■ **Extracted material**
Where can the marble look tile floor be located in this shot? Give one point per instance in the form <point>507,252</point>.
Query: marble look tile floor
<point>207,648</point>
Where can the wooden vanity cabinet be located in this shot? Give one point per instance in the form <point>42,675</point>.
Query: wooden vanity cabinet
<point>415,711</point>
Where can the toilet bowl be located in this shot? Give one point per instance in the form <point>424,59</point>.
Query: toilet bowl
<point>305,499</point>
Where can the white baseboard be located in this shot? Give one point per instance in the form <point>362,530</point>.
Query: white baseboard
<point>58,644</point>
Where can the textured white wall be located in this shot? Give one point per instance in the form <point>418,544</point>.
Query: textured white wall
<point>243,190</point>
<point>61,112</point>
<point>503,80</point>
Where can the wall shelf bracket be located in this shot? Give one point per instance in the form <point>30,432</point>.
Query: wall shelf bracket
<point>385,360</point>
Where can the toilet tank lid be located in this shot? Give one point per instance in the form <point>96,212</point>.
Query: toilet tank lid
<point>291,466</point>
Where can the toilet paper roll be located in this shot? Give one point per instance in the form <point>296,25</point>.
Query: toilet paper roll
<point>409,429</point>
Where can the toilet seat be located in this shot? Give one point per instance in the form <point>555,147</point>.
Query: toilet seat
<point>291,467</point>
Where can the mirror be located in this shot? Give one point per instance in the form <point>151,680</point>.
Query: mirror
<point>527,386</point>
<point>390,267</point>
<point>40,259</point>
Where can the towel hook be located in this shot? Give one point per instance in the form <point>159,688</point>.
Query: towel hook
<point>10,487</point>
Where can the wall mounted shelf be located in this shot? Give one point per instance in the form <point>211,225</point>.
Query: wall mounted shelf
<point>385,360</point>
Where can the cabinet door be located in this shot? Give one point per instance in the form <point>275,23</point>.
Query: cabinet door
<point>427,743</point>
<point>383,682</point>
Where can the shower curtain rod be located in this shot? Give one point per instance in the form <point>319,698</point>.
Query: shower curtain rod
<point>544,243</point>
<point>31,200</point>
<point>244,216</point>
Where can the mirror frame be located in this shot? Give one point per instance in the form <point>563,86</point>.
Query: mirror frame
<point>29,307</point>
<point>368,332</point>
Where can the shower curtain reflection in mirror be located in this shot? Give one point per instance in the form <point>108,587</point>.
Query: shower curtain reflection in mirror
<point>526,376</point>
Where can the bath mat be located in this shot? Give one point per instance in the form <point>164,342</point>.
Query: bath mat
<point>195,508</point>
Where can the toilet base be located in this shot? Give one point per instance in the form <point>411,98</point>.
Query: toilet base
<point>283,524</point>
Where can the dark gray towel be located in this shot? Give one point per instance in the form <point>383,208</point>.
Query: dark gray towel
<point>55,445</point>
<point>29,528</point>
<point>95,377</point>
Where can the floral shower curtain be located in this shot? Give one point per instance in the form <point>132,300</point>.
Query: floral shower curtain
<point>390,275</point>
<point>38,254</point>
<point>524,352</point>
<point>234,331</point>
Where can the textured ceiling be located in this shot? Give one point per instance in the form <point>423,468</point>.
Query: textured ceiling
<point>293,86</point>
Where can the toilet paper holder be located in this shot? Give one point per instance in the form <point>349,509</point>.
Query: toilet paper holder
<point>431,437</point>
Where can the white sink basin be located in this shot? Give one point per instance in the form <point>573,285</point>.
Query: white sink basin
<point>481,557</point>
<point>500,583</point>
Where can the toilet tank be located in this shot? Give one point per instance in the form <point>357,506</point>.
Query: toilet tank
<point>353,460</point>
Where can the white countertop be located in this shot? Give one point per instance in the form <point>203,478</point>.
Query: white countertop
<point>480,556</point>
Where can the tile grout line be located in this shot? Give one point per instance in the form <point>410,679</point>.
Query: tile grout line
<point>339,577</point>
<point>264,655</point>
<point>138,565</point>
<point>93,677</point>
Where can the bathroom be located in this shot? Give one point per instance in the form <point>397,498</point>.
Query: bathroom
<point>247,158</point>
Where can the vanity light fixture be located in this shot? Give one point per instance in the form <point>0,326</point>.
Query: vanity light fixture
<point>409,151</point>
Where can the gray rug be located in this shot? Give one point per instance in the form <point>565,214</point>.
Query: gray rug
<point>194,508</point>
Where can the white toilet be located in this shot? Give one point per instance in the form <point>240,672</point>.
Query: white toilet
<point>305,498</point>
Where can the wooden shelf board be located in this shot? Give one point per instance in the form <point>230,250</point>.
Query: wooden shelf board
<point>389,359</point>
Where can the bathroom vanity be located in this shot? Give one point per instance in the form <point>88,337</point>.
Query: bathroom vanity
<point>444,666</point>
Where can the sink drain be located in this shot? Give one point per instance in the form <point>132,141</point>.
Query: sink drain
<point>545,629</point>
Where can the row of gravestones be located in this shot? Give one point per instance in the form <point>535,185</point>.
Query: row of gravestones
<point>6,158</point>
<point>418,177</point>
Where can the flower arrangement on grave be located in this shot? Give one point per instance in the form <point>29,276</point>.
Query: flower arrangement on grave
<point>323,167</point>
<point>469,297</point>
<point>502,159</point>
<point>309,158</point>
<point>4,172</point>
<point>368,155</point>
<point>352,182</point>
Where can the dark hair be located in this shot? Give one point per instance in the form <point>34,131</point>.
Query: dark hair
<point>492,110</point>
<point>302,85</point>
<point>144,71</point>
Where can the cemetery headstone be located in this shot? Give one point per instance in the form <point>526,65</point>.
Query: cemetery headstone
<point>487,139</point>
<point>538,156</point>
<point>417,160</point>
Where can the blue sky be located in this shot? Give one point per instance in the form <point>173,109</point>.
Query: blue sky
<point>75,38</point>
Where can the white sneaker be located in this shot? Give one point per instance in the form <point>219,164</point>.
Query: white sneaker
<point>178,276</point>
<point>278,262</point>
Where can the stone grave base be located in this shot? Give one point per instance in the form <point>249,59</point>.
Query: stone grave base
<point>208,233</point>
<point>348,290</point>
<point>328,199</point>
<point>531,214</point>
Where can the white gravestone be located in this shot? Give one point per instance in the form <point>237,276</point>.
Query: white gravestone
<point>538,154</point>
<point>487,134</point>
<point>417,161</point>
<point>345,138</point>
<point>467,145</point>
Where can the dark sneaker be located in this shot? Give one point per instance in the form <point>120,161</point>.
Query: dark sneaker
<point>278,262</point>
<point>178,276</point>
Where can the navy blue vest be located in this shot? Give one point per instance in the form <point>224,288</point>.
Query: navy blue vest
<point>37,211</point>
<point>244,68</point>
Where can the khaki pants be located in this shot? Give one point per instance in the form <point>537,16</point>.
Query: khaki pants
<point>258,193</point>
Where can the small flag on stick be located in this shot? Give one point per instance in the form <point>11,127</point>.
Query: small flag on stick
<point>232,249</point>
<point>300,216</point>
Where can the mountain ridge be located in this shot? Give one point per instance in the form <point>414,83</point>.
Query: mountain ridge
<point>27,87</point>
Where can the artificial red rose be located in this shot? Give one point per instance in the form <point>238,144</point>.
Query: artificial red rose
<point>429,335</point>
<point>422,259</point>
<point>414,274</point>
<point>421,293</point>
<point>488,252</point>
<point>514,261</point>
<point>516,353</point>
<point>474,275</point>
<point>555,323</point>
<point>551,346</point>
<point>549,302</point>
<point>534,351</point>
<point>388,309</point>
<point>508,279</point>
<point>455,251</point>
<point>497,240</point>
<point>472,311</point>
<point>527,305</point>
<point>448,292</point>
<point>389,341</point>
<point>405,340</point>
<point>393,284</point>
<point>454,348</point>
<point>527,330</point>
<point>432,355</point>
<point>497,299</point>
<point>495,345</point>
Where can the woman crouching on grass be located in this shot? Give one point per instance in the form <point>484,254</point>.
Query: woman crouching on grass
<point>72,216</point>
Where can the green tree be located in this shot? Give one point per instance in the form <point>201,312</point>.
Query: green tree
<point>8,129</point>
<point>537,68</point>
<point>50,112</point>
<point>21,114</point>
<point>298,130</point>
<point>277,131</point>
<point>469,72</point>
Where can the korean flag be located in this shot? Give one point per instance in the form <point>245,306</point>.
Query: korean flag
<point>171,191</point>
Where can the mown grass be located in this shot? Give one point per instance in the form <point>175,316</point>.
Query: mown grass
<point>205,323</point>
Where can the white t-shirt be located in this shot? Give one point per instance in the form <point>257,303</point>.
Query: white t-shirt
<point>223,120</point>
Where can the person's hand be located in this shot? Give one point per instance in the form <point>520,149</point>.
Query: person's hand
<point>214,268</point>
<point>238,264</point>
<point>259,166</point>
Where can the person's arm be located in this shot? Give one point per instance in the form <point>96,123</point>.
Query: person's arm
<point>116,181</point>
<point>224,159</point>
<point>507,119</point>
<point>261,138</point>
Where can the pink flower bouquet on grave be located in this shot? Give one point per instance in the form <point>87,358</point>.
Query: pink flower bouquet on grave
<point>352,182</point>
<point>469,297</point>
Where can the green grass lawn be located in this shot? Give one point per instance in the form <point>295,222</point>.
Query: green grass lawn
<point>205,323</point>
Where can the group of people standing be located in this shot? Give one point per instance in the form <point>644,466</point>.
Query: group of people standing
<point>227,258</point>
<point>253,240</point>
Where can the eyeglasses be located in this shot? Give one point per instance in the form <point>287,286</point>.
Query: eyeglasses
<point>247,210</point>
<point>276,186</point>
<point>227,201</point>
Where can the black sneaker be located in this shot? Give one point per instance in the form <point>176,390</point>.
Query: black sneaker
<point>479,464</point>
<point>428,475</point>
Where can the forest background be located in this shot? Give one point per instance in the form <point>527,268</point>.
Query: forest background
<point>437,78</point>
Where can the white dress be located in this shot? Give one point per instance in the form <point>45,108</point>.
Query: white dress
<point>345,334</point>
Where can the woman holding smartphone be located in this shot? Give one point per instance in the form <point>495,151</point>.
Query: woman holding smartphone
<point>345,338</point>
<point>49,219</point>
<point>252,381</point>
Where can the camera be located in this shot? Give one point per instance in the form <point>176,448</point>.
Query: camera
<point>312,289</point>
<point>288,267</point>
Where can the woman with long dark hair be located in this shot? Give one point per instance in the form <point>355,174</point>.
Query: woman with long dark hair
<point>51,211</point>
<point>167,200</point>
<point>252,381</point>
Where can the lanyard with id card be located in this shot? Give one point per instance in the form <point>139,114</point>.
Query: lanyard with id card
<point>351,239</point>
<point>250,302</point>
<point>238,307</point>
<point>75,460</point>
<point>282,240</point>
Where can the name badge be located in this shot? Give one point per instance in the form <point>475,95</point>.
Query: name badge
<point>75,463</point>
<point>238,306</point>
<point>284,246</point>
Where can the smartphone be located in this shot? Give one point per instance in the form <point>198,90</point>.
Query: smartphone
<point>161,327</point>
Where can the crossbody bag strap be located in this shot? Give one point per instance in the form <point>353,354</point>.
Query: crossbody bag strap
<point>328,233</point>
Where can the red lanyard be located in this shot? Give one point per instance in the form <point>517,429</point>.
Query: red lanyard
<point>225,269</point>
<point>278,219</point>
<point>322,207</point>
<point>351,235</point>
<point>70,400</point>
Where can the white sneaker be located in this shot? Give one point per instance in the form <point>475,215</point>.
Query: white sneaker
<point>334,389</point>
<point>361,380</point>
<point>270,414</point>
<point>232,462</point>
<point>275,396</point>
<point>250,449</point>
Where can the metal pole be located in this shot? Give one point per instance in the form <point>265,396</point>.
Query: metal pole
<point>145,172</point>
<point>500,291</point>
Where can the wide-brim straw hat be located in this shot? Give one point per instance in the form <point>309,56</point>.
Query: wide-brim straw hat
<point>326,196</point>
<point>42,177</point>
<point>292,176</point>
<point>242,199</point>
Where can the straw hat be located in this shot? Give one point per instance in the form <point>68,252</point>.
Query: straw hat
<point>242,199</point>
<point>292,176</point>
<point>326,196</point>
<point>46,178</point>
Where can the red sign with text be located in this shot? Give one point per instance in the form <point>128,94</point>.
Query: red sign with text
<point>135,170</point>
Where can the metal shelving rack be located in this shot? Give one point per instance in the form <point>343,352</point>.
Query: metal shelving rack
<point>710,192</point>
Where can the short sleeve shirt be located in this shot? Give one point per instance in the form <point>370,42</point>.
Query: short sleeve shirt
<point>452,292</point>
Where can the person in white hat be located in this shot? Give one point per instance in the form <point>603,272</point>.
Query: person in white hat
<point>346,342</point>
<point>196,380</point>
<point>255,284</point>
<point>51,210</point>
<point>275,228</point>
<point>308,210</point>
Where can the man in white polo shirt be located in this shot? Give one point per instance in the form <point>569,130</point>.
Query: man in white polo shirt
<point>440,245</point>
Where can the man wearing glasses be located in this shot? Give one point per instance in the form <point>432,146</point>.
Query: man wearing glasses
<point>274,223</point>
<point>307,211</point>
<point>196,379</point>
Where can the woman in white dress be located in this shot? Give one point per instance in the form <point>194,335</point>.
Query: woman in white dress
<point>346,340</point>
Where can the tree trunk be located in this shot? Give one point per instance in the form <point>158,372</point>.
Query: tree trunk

■ **Your instructions**
Every line in the data above that contains the word "trunk" should be copied.

■ **Solution to this problem**
Where can the tree trunk be located in this shot? Give one point per instance in the form <point>158,372</point>.
Query: tree trunk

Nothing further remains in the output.